__EXTRAIT À LIRE__
"Un fin visage casqué de cheveux noirs et lisses qu'illuminent deux grands yeux extraordinairement rieurs, un sourire étincelant sur une petite lèvre railleuse, du chic, une ligne d'une élégance exceptionnelle, tout cela dégageant un charme indéfinissable et prenant, telle est Louise Brooks, qui n'a qu'à apparaître pour crééer de la bonne humeur, de la joie ou de l'émotion."(1)
C'est "une star considérée comme l'une des plus grandes beautés de toutes les temps". (4)
Avec sa coiffure unique, elle crée une mode qui sera imitée par les femmes du monde entier.
Son style incarne la beauté, la féminité et la passion. Libre et indépendante, elle refusait d'être considérée comme un objet.
"Louise Brooks, plus que toute autre, est l'objet d'un véritable culte de la part des surréalistes.
Elle redéfinit les critères qui régissent l'éternel féminin sur les écrans du cinéma populaire de la fin des année 1920, en incarnant à l'écran une nouvelle configuration du féminin en vogue, celui de la garçonne.
A la suite de son film "Prix de beauté" (1930), elle lance la mode "à la Louise Brooks" qui s'affiche sur les devantures des coiffeurs parisiens.

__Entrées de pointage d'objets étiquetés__
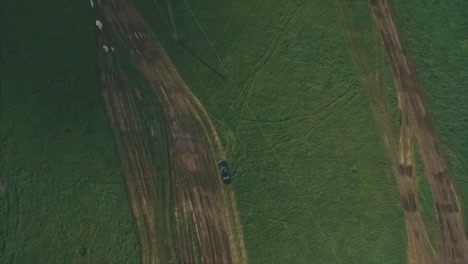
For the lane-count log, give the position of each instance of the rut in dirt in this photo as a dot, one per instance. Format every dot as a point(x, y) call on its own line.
point(180, 211)
point(453, 246)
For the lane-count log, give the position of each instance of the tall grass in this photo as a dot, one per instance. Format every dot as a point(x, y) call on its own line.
point(64, 200)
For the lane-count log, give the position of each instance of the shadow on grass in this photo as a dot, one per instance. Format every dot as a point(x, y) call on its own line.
point(196, 56)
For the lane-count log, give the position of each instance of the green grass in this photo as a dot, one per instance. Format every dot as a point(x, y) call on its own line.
point(64, 199)
point(313, 180)
point(436, 37)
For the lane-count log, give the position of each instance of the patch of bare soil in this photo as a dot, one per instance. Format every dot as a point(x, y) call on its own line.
point(366, 64)
point(453, 245)
point(204, 229)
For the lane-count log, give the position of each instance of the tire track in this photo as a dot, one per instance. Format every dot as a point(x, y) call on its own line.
point(454, 244)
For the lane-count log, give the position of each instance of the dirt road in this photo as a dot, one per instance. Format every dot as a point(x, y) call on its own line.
point(454, 244)
point(367, 64)
point(206, 228)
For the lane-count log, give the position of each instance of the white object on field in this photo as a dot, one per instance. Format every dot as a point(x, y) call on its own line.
point(99, 24)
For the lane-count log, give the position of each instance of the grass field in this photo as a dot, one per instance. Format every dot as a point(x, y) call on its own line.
point(313, 179)
point(63, 198)
point(436, 38)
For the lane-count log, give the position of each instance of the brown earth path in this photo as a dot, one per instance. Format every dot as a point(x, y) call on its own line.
point(368, 65)
point(207, 228)
point(454, 244)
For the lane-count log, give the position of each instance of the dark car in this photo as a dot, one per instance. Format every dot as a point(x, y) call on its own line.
point(224, 171)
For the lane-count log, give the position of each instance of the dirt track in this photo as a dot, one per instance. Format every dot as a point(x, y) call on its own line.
point(454, 245)
point(206, 228)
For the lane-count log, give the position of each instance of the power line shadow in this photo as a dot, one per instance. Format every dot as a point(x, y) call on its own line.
point(195, 55)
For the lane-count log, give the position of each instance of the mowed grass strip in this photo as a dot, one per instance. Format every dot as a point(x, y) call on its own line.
point(435, 37)
point(63, 199)
point(313, 181)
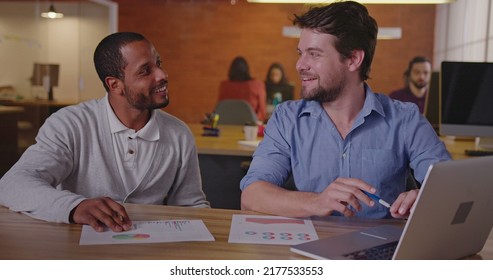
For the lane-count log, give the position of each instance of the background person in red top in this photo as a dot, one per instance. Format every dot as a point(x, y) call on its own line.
point(240, 85)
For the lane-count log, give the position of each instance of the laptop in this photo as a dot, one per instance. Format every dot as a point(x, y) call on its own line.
point(451, 220)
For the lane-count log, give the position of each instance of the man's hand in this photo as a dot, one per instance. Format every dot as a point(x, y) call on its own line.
point(341, 193)
point(101, 212)
point(402, 206)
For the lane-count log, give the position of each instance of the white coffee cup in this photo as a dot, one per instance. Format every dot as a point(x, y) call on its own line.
point(250, 132)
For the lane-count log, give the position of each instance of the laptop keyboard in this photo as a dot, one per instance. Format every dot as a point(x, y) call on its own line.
point(382, 252)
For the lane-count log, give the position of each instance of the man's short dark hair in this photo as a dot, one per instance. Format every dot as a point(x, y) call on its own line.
point(350, 23)
point(108, 58)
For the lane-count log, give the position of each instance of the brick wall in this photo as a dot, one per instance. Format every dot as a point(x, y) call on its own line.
point(197, 40)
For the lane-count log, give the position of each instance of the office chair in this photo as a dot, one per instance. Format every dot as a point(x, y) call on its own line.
point(235, 111)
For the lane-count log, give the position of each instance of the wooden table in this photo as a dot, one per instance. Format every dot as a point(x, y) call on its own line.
point(223, 163)
point(22, 237)
point(224, 144)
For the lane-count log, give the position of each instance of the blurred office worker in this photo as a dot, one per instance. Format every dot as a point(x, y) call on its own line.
point(241, 85)
point(276, 82)
point(342, 139)
point(90, 158)
point(417, 80)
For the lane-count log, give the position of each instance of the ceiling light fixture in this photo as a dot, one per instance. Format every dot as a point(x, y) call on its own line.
point(362, 1)
point(52, 13)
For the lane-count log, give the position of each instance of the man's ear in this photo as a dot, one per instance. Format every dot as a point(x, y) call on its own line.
point(355, 60)
point(115, 85)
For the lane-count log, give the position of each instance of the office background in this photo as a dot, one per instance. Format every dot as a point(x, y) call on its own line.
point(198, 39)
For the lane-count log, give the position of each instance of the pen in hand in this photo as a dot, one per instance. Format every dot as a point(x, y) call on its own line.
point(378, 199)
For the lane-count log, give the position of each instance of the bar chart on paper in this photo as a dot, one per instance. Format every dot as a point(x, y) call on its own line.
point(258, 229)
point(149, 232)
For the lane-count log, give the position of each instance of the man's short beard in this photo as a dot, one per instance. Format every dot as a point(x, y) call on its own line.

__TRAVAIL À FAIRE__
1. Répondez à ces questions d'après le texte sur Louise Brooks :
(a) Quel groupe lui voue un véritable culte ?
(b) Quelle nouvelle figure du féminin incarne-t-elle à l'écran ?
(c) Après quel film lance-t-elle la mode « à la Louise Brooks » ?
2. Recopiez le texte sur Louise Brooks depuis « Elle redéfinit les » jusqu'à « des coiffeurs parisiens. » inclus.
3. Poursuivez le texte sur Louise Brooks à partir de là où il s'arrête.

__PROBLÈMES RÉSOLUS__
1.
(a) Les surréalistes.
(b) Celle de la garçonne.
(c) « Prix de beauté » (1930).

2.
Elle redéfinit les critères qui régissent l'éternel féminin sur les écrans du cinéma populaire de la fin des année 1920, en incarnant à l'écran une nouvelle configuration du féminin en vogue, celui de la garçonne.
A la suite de son film "Prix de beauté" (1930), elle lance la mode "à la Louise Brooks" qui s'affiche sur les devantures des coiffeurs parisiens.

3.
La garçonne, en exhibant certaines caractéristiques vestimentaires et capillaires couramment associées au masculin, bouleverse certains repères traditionnels et transgresse le tabou de la différence sexuelle.
Louise Brooks, figure de proue de la femme androgyne, du travesti et parfois même de l'homosexualité, se cristallise dans l'imaginaire surréaliste et devient ainsi une des héroïnes les plus importantes du culte cinématographique surréaliste.
Louise Brooks, celle qui a été immédiament reconnue pour ses talents en Europe, celle qui s'est inscrite en pionnière de l'émancipation de la femme moderne des années 20 sur les écrans, doit ses années de succès aux surréalistes et au public du cinéma commercial français et européen."'(2)
"Les femmes opéraient une métamorphose dans la période de l'entre-deux-guerres. Georg Wilhem Pabst a fait de l'image de Louise Brooks une forme cinématographique inoubliable. "Loulou" est souvent considéré comme un hymne à la sexualité libre, un cri de révolte contre toutes les oppressions, une échappée triomphante."(3)
Dans ses mémoires, "Loulou à Hollywood", Louise nous raconte comment, lors de ses premières années à New York en 1923 et 1924, elle a laborieusement façonné son style si particulier et si unique.
Je lui laisse maintenant la parole.
"Pour devenir une femme idéale, en 1922, il me fallait perdre mon accent du Kansas, singer les manières mondaines, apprendre à m'habiller avec goût. Je ne pouvais pas corriger mon accent dans une école chic, ni apprendre comment me tenir auprès de cavaliers gênés par mon infériorité sociale, ni me permettre les couturiers de la Cinquième Avenue. Aussi me suis-je éduquée auprès d'inconnus experts en la matière".(5)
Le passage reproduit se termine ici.